Reproduce word for word the portion of the extract on spiritual friendship below, starting with "Here is the" and going on through "become as one.".

(SOURCE DOCUMENT begins)

Here is the extract from Aelred of Rievaulx’s De spirituali amicitia:

“First we must set this spiritual love on a firm foundation in which its beginnings must be anchored, and the greatest care must be exercised, when soaring to the heights of friendship, to keep within the established limits. This foundation is the love of God, to which all things should be referred – whatever love or affection may suggest, whatever one’s inner promptings or a friend may recommend…
Not all those whom we love, however, are to be received into friendship, for not all will be found fit for it, since friendship is a twinning of minds and spirits where two become as one.
Your friend is a second self from whom you withhold nothing, hide nothing, fear nothing. The first essential, therefore, is to choose someone whom you judge suitable, then to try him, and finally to submit him to your friendship. For friendship should be stable, unfaltering in affection, holding a mirror to eternity. That is why friends are not to be changed by childish whim according as we blow hot or cold. Since there is none viler than the man who violates friendship, nor mental anguish worse than being forsaken or attacked by a friend, a potential friend must be picked with the utmost care and tested with all circumspection. But once he is admitted to intimacy, you must bear with him, follow him, draw him after you, so that, as long as he does not withdraw irrevocably from the given basis, you hold all things in common, both material and spiritual, and are thus one in mind and heart and will and purpose.
So you can distinguish four stages by which one ascends to the perfection of friendship: the first is choosing, the second is testing, the third is accepting, the fourth the achieving, through charity and good will, of total unanimity in matters human and divine.”

“Yet it is not only the high irascible you should avoid choosing as friends, but also the unstable and the suspicious… As for the suspicious man, he lacks the first essential to be sought in friendship: the peace and tranquillity of heart that each can give the other. You should therefore choose for your friend a man who is free from anger’s fretting, who knows his own mind, is not eaten up with suspicion and does not cast gravity to the winds with idle chatter, and above all one whose character and conduct is compatible with yours…”

“I grant you one is hard put to it to find a man who is not naturally subject to these failings. But there are many who have risen above them: those who curb their irritability with patience, who cultivate seriousness as check upon their levity, and banish distrust by fixing their minds on love. And the best-trained for friendship, I would say, are precisely those who have fought and overcome. The harder they have struggled against their weaknesses, the more dependable they are as friends.”

(SOURCE DOCUMENT ends)
(AVAILABLE DATA begins)

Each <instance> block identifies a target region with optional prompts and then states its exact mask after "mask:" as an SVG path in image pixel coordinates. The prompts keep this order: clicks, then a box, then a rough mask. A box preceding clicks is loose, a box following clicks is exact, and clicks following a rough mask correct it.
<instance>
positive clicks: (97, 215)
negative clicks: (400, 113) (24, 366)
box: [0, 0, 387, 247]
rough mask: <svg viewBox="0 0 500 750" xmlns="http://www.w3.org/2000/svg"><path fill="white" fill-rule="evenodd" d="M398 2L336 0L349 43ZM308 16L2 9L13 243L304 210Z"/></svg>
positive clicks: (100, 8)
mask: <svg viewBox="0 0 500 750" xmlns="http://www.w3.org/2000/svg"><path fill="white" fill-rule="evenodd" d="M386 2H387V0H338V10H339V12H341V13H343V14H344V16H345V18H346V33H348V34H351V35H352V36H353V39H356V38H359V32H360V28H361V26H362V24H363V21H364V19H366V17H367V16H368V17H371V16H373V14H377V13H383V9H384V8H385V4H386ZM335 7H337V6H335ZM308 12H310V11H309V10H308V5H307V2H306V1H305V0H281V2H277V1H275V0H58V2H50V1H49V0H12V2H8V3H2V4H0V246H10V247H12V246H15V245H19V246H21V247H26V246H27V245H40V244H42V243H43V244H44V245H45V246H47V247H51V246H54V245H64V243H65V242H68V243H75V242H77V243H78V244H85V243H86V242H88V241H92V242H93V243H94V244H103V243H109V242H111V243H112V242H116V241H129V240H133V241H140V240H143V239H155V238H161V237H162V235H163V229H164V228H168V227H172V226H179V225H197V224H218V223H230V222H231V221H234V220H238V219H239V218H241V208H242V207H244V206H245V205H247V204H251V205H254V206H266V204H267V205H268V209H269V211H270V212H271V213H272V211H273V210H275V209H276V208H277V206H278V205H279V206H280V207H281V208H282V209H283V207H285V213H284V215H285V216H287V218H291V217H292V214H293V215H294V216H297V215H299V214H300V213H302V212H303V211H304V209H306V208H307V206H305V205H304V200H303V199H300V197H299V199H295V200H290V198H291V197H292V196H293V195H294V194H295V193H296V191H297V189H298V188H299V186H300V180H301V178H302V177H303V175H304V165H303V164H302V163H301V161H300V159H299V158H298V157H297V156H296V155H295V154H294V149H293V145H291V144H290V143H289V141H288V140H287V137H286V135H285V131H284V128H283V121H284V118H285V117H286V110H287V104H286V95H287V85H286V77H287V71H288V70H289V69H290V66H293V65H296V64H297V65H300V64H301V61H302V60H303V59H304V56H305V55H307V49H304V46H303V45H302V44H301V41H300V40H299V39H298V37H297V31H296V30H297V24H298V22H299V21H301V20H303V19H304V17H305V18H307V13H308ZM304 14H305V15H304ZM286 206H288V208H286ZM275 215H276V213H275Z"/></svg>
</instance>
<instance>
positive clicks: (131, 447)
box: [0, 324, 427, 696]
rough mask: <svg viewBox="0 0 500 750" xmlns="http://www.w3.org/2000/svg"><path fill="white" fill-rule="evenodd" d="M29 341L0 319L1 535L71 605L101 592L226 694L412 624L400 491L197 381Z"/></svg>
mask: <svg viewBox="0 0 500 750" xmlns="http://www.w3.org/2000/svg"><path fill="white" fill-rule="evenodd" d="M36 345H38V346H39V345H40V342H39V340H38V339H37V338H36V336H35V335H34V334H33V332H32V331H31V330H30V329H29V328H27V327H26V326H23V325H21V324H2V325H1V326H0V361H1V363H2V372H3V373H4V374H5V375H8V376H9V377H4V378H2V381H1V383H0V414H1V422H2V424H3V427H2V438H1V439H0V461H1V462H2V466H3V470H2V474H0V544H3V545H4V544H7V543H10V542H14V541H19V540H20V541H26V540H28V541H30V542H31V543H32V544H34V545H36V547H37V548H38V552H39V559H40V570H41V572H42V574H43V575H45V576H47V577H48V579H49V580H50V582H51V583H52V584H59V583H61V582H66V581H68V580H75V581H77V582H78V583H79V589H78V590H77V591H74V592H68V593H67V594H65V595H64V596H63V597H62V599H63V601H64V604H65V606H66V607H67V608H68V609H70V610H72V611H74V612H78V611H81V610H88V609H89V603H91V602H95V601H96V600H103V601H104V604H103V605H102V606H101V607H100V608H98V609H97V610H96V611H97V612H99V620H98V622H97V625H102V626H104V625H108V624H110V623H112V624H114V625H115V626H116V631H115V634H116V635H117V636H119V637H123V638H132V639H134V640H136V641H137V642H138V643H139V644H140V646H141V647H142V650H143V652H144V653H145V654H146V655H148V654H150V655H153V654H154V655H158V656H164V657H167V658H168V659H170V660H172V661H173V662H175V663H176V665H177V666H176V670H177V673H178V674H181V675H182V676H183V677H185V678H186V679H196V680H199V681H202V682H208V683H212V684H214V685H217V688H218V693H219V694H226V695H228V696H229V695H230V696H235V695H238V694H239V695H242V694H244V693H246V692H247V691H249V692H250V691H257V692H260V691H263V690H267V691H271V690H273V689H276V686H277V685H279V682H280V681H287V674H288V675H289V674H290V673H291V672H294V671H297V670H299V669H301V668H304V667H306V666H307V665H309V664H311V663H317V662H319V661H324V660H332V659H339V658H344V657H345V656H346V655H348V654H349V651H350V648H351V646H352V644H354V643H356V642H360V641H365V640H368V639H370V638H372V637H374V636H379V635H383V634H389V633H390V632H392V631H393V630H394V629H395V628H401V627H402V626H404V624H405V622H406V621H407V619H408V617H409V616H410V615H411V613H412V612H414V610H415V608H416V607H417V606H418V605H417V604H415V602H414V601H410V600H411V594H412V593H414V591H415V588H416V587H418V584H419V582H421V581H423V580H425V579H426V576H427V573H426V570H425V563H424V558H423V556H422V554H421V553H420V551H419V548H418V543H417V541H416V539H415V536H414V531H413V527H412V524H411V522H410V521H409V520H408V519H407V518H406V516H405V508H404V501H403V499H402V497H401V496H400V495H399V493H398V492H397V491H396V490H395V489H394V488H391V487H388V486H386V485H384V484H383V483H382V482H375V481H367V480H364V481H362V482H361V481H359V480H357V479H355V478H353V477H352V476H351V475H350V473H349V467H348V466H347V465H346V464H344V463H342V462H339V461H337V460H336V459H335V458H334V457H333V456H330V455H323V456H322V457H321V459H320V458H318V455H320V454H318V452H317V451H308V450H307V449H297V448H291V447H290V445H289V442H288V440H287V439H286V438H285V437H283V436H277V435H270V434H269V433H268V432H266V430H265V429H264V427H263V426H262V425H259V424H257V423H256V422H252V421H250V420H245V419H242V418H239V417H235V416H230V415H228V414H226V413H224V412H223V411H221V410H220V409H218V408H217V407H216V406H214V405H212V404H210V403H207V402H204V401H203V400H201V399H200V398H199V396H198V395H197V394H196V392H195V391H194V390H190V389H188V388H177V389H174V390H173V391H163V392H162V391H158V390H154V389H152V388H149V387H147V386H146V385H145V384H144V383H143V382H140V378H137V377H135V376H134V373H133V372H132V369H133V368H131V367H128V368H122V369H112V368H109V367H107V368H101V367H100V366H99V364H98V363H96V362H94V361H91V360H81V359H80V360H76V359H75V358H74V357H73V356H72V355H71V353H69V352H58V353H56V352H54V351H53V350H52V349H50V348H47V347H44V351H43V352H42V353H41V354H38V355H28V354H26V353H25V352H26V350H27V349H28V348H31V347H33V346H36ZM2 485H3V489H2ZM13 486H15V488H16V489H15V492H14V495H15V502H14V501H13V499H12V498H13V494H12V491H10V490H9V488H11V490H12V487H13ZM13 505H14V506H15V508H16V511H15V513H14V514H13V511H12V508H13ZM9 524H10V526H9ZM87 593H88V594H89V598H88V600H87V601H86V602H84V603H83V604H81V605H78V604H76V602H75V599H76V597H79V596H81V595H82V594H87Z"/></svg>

(AVAILABLE DATA ends)

FINISHED TASK
Here is the extract from Aelred of Rievaulx’s De spirituali amicitia:

“First we must set this spiritual love on a firm foundation in which its beginnings must be anchored, and the greatest care must be exercised, when soaring to the heights of friendship, to keep within the established limits. This foundation is the love of God, to which all things should be referred – whatever love or affection may suggest, whatever one’s inner promptings or a friend may recommend…
Not all those whom we love, however, are to be received into friendship, for not all will be found fit for it, since friendship is a twinning of minds and spirits where two become as one.